[WHAT IS REQUIRED] Report all lines below with the word "reflection".
══════════
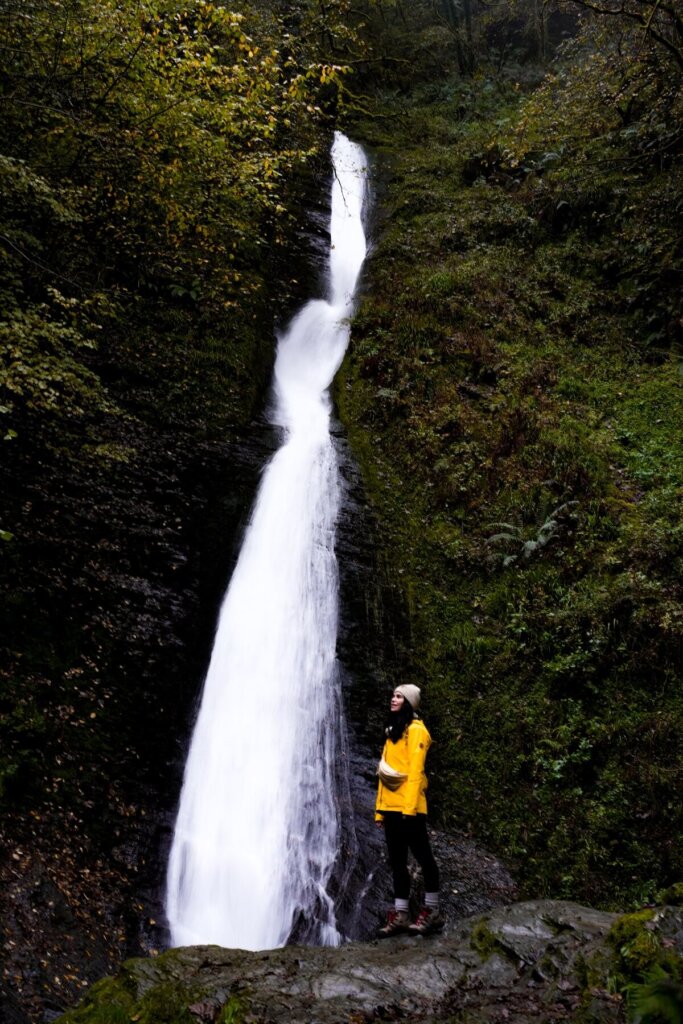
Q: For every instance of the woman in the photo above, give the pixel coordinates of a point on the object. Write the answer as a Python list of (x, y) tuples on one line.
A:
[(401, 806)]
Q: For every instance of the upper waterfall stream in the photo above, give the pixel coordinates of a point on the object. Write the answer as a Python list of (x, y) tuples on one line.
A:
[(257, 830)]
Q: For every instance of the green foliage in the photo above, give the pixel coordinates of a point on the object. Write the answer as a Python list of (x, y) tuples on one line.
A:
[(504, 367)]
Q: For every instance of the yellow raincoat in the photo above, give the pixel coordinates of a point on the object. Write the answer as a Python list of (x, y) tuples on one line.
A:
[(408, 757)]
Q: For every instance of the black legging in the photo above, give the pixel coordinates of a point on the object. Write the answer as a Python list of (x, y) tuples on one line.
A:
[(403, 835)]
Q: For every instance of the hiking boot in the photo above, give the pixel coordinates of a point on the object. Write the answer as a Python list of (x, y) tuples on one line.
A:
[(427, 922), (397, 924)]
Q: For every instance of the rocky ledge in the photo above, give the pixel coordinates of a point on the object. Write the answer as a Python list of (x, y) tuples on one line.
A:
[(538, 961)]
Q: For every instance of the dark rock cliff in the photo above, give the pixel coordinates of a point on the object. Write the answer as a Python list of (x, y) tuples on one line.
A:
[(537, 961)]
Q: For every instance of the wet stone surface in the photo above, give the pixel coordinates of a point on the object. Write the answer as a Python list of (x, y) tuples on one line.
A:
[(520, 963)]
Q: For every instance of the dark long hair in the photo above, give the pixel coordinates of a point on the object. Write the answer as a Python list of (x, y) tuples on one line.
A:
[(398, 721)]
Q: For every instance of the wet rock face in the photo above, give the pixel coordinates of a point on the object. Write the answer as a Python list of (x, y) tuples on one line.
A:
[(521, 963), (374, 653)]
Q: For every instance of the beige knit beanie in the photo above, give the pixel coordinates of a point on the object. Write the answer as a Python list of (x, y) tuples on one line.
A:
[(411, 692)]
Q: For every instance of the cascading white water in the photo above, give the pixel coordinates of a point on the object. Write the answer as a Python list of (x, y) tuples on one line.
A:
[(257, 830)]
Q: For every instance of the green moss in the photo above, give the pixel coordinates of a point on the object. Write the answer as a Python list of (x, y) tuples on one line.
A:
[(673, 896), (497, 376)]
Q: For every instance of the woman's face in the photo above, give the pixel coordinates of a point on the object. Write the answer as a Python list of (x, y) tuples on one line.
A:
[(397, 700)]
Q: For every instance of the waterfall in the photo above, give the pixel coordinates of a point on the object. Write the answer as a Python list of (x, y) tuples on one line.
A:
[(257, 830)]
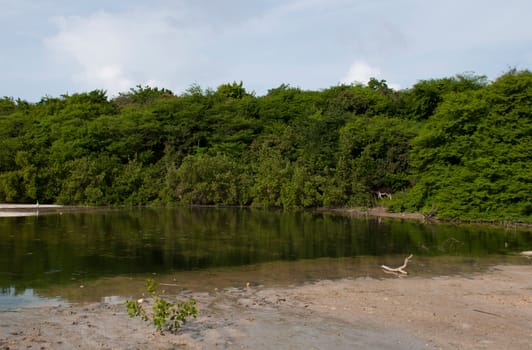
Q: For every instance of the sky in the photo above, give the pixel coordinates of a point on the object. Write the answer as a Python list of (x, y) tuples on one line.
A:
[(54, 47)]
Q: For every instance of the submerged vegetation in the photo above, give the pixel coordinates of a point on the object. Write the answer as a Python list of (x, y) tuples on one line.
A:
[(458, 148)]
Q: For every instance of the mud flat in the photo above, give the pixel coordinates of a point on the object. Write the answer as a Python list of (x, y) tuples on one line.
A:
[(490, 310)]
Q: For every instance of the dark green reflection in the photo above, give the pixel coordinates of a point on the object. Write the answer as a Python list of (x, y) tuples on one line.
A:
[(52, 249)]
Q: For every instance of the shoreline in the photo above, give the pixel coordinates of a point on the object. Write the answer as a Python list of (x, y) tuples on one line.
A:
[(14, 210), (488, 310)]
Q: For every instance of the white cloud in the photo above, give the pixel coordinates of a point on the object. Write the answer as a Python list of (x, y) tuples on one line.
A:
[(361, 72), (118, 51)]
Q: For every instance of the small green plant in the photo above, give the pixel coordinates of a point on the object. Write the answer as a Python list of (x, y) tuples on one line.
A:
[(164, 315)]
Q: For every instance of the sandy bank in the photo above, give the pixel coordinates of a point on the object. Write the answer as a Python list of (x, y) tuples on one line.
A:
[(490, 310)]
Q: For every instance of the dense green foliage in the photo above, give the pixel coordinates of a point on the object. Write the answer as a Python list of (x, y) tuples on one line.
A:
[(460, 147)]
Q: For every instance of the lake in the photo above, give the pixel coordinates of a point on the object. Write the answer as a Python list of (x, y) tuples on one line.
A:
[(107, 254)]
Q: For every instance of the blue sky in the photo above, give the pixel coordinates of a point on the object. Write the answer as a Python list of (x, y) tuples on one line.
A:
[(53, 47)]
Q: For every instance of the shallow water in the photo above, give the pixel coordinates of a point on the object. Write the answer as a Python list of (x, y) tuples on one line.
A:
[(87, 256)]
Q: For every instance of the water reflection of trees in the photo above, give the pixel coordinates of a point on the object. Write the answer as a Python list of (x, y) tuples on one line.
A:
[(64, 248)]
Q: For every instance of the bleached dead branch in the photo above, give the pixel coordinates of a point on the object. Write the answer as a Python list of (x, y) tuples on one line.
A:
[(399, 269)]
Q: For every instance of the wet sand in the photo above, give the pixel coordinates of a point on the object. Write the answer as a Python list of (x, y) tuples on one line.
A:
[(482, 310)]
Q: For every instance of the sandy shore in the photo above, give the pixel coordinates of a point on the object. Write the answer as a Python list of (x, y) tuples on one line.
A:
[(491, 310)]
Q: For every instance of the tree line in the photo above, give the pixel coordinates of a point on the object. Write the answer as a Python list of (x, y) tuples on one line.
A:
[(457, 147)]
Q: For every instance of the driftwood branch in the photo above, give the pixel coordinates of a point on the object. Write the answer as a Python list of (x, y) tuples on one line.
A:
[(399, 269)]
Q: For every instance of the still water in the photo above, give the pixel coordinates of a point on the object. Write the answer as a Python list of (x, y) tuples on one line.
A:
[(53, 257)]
══════════
[TASK RESULT]
Q: For every instance of the dark green reflection in the photo above, give the pixel coordinates of a point on the object. Write the answer as a Python list of (x, y) tuples on one line.
Q: For every instance of the water reflection of trees in the photo above, give the pixel coordinates of a point on the object. Write the answer as a Python list of (x, y) tuples on one line.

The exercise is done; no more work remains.